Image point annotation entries
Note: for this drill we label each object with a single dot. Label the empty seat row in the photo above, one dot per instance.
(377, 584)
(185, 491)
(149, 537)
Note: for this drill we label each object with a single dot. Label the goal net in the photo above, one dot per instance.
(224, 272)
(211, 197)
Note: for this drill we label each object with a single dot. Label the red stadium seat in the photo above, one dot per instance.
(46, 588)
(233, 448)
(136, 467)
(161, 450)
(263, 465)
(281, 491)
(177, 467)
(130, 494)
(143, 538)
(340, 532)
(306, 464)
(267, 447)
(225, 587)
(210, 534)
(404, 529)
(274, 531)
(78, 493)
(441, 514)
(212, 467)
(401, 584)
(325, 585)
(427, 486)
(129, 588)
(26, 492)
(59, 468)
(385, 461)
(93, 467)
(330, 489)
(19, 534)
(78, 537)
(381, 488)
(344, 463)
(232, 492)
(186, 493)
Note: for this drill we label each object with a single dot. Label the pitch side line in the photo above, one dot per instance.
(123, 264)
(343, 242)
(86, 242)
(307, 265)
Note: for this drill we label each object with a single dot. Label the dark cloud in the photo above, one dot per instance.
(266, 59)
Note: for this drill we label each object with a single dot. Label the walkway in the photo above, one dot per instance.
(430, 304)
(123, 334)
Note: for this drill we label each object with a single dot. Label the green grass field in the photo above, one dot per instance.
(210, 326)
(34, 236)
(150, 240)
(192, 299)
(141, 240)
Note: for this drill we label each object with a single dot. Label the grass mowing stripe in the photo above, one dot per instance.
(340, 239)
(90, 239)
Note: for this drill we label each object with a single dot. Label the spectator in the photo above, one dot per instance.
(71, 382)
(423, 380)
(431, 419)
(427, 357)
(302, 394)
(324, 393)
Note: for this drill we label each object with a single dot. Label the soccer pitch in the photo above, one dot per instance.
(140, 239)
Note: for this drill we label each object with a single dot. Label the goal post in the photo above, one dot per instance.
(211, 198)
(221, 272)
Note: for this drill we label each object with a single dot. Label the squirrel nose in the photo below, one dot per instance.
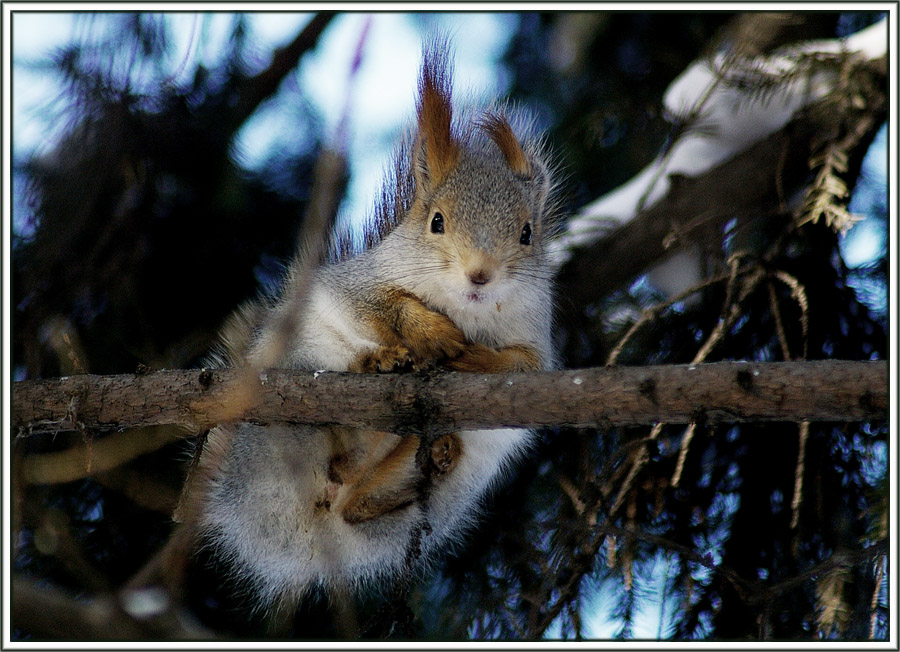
(480, 277)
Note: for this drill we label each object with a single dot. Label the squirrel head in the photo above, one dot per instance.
(481, 196)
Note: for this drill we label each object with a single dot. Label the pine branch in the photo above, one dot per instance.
(252, 91)
(826, 390)
(745, 184)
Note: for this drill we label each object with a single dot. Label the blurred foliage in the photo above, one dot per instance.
(148, 233)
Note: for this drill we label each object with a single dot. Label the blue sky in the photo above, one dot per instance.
(380, 105)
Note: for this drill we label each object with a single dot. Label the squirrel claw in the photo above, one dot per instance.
(385, 360)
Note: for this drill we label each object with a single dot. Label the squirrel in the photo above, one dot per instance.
(458, 279)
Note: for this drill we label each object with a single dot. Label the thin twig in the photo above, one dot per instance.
(798, 475)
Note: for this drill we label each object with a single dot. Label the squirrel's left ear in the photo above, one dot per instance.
(524, 165)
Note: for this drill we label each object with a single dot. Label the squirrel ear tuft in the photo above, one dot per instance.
(498, 128)
(525, 165)
(437, 151)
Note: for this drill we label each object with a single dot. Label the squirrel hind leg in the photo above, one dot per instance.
(386, 359)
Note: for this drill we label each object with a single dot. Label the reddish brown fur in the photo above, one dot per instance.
(389, 485)
(500, 131)
(478, 358)
(435, 116)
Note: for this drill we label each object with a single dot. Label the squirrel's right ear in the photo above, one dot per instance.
(436, 151)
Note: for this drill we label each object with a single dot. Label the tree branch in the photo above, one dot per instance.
(742, 184)
(826, 390)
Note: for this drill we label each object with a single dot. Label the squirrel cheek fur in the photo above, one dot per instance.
(457, 278)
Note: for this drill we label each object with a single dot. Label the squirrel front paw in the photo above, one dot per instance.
(385, 359)
(431, 335)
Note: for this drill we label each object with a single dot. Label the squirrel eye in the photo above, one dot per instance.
(437, 223)
(525, 238)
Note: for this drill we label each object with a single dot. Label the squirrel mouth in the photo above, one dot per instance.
(474, 297)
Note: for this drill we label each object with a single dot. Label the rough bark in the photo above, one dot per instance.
(753, 181)
(827, 390)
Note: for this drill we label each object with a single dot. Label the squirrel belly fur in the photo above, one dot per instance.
(458, 278)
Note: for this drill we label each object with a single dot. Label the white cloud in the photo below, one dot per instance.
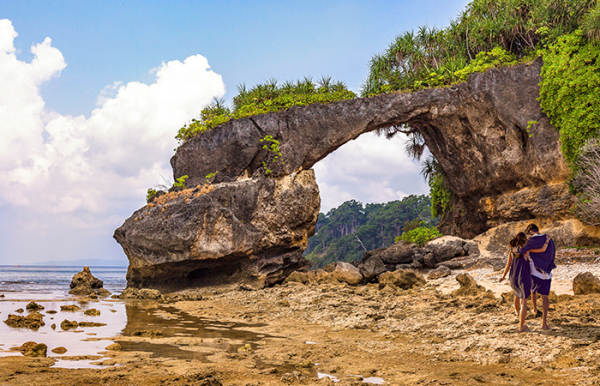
(84, 171)
(368, 169)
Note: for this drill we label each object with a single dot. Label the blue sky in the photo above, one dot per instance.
(68, 182)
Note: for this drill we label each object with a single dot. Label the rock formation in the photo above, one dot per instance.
(250, 228)
(498, 170)
(84, 283)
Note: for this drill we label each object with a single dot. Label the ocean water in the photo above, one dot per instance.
(41, 280)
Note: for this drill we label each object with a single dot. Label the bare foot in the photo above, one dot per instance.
(525, 329)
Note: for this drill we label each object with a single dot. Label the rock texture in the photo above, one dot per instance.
(477, 130)
(252, 230)
(84, 283)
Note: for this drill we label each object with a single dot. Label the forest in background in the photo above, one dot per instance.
(345, 233)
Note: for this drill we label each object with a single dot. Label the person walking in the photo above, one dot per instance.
(542, 264)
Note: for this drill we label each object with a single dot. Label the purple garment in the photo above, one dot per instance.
(520, 276)
(544, 261)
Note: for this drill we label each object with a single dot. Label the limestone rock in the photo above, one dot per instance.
(33, 349)
(33, 321)
(33, 306)
(468, 286)
(141, 294)
(103, 292)
(586, 283)
(397, 253)
(449, 247)
(84, 283)
(401, 278)
(346, 273)
(68, 324)
(252, 230)
(70, 307)
(372, 267)
(114, 347)
(441, 271)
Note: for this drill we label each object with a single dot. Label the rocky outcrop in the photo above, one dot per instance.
(84, 283)
(247, 227)
(498, 170)
(252, 230)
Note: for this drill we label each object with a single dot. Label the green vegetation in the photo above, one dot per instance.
(210, 177)
(488, 33)
(570, 91)
(180, 182)
(345, 233)
(271, 145)
(419, 236)
(149, 194)
(266, 98)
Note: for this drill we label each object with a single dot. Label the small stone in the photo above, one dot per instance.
(71, 307)
(33, 306)
(33, 349)
(59, 350)
(103, 292)
(68, 324)
(91, 324)
(114, 347)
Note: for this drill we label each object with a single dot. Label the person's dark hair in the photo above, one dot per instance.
(519, 241)
(532, 227)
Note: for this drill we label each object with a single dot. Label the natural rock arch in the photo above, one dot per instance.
(253, 228)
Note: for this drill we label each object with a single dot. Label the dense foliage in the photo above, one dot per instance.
(345, 233)
(266, 98)
(570, 91)
(419, 236)
(587, 182)
(505, 30)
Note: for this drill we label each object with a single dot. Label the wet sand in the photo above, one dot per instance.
(328, 334)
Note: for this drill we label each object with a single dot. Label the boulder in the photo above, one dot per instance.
(586, 283)
(447, 248)
(346, 273)
(401, 278)
(441, 271)
(33, 349)
(84, 283)
(68, 324)
(33, 321)
(372, 267)
(252, 231)
(429, 260)
(468, 286)
(141, 294)
(33, 306)
(397, 253)
(59, 350)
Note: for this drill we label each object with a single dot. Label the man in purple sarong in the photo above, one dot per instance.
(542, 264)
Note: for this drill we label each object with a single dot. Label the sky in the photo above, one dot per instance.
(93, 93)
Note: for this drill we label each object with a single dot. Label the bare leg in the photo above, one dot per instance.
(545, 307)
(523, 316)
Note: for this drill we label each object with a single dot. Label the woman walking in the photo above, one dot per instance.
(520, 276)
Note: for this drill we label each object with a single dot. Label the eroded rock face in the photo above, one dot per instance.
(252, 230)
(477, 130)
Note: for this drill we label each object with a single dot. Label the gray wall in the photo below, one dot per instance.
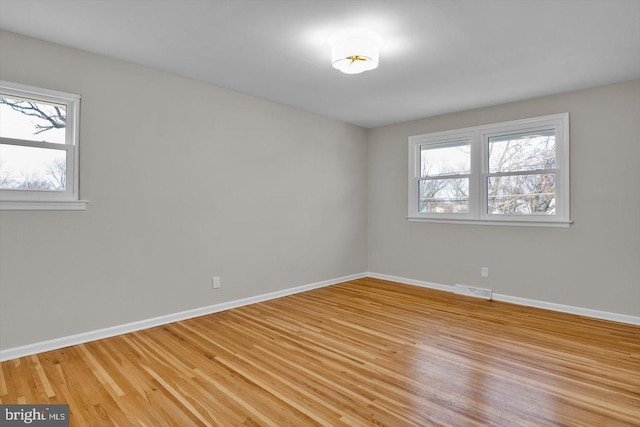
(185, 181)
(593, 264)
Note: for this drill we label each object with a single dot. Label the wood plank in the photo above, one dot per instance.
(365, 352)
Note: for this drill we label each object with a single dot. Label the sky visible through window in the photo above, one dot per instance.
(31, 168)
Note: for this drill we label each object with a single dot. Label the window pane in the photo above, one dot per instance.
(31, 120)
(444, 196)
(31, 168)
(522, 152)
(445, 159)
(522, 195)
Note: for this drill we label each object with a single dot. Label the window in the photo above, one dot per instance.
(38, 148)
(514, 173)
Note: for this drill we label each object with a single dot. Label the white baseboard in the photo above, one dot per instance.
(587, 312)
(84, 337)
(57, 343)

Work instructions: Take the line containing "Label the sky in" and every line after it up to the end of the entries, and quote them exactly. Both ends count; the pictures do not.

Correct response:
Note: for this drill we label each object with a single dot. Label the sky in the photo above, one dot per instance.
(93, 93)
Note: for this drill we label each object with a single dot. Label the bare leg in the photo above, one dot per instance.
(545, 307)
(523, 316)
Note: for this drill we label each object with a single dot. Label the woman walking in the photo above, one dot per instance.
(520, 276)
Note: for this drill we label each object with a single dot. Label the eroded rock face in the photo above, one dot per instance.
(252, 230)
(477, 130)
Note: for this drill we label each object with a single dot. Label the gray wall in the photo below, one dot per instance.
(185, 181)
(593, 264)
Note: for this drill we label each object with a single dot. Label the wood plank in the photo above, one dot per instance.
(365, 352)
Note: for this drill we label each object with a single dot. Label the sky visible through window in the photo above, one dot per instance.
(31, 168)
Note: for this drill we label each object with a single dot. Label the window pane in the photo above, one dot per instance.
(31, 120)
(444, 196)
(31, 168)
(522, 152)
(445, 159)
(522, 195)
Note: for this drill we label each object with a single dot. Label the window in the photo above, one dot per instance.
(38, 148)
(514, 173)
Note: for this drill we label each object with a single dot. Label the white baseboard in the photo above, one dot per instance.
(587, 312)
(84, 337)
(57, 343)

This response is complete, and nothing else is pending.